▸ **Exercise 1**: Collect every line of the entries below that contains the string "glass", and list them.

Bedford specialized in both portraits and historical subjects, and exhibited at the Royal Academy from 1848 onwards. This painting was shown at the RA in 1864, where Eastlake saw it and chose it for Melbourne.
Ann Galbally notes that this work – one of the first paintings purchased for Melbourne by the Commissioners of Fine Arts for Victoria – won high praise on its arrival in Australia, was shown in the Intercolonial Exhibition in Melbourne in 1866, and continued to enjoy both popular and critical support in subsequent years.
The medieval legend of Yseult (Isolde), tragically loved by Sir Tristram (Tristan), was popular at the time, re-told in a modern verse version by Matthew Arnold (1852), popular with the pre-Raphaelites and other artists of the day, and adapted in Wagner’s well-known opera (premiered the year after this painting was purchased for Melbourne).
Here, unusually, the focus is on the princess alone, as if viewed through the eyes of her ardent lover.

▸ **Exercise 2**: Copy the passage on the Yseult painting above, starting at the words "Bedford specialized in" and stopping after "in subsequent years.".

Collected data entries
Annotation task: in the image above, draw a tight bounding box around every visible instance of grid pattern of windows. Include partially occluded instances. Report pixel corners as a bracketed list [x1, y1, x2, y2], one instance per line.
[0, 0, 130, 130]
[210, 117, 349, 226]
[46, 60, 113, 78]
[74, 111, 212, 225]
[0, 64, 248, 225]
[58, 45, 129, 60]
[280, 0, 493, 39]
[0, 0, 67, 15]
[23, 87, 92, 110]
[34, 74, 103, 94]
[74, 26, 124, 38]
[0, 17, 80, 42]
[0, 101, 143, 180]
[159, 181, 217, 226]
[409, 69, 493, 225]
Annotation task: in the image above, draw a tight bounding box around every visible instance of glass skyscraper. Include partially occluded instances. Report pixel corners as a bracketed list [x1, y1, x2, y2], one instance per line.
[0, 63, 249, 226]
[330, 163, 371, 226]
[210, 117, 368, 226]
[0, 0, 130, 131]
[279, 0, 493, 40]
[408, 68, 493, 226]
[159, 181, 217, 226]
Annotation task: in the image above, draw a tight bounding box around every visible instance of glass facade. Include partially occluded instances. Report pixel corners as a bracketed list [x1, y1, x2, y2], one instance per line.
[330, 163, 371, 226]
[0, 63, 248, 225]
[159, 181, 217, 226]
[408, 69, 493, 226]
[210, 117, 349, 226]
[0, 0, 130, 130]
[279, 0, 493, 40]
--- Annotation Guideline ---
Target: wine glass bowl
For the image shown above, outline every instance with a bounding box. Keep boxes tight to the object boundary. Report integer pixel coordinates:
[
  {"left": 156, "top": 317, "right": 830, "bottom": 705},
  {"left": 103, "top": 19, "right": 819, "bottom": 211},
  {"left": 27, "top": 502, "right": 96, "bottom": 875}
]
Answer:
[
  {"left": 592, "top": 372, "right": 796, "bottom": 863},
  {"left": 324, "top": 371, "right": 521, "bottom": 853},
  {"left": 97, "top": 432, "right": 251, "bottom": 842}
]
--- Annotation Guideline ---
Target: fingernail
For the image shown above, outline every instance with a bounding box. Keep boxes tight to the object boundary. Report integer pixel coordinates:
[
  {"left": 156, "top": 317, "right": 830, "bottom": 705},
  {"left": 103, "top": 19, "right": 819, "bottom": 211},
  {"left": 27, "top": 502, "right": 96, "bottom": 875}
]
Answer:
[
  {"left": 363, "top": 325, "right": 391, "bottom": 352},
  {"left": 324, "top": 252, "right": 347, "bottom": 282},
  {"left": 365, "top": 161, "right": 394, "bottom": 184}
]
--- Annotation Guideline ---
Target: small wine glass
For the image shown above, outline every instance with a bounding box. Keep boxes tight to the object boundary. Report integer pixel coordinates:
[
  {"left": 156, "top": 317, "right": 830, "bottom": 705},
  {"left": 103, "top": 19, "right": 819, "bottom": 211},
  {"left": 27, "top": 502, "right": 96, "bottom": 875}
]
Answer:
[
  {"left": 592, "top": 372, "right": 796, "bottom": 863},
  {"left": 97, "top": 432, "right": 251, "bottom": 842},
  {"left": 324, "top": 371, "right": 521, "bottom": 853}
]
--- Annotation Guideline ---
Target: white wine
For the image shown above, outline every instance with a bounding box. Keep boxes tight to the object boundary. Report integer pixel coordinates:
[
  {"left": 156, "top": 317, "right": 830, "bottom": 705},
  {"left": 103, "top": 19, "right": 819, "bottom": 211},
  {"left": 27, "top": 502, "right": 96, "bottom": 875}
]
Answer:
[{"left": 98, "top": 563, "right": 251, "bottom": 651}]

▸ **Correct result 1**:
Annotation task: in the image above, draw a tight bounding box around every visible instance of glass skyscraper. Include partially occluded instances. Report pixel corners as a bracketed list [x1, y1, x2, y2], one instance per line.
Annotation task: in the image above, draw a tight bounding box around every visible instance of glass facade. Include partially occluded instances. Report pixel corners as a bracketed list [x1, y1, x2, y2], one instance per line.
Target: wine glass bowl
Target: small wine glass

▸ **Correct result 2**:
Bedford specialized in both portraits and historical subjects, and exhibited at the Royal Academy from 1848 onwards. This painting was shown at the RA in 1864, where Eastlake saw it and chose it for Melbourne.
Ann Galbally notes that this work – one of the first paintings purchased for Melbourne by the Commissioners of Fine Arts for Victoria – won high praise on its arrival in Australia, was shown in the Intercolonial Exhibition in Melbourne in 1866, and continued to enjoy both popular and critical support in subsequent years.